→ **RECORDS SUPPLIED**

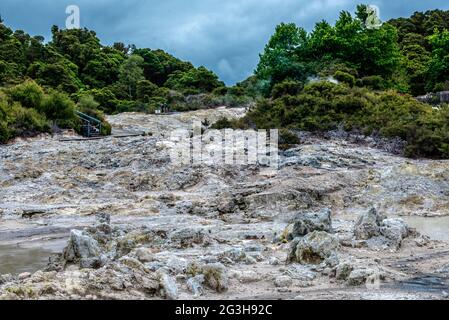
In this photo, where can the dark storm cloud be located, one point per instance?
(223, 35)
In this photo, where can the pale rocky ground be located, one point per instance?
(214, 232)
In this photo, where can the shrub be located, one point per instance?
(286, 87)
(287, 138)
(58, 107)
(325, 106)
(345, 77)
(373, 82)
(29, 94)
(26, 122)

→ **TASK**
Reproduce every item above verbatim, leaving out the picture.

→ **WRITTEN SOLUTION**
In this photo, where can the dark storm cloud be located, one point per instance?
(223, 35)
In this photo, where can the pale rocky ground be located, one point per instance?
(214, 232)
In this photo, where can the shrub be located, one point per instance?
(286, 87)
(287, 138)
(58, 107)
(325, 106)
(345, 77)
(373, 82)
(29, 94)
(26, 122)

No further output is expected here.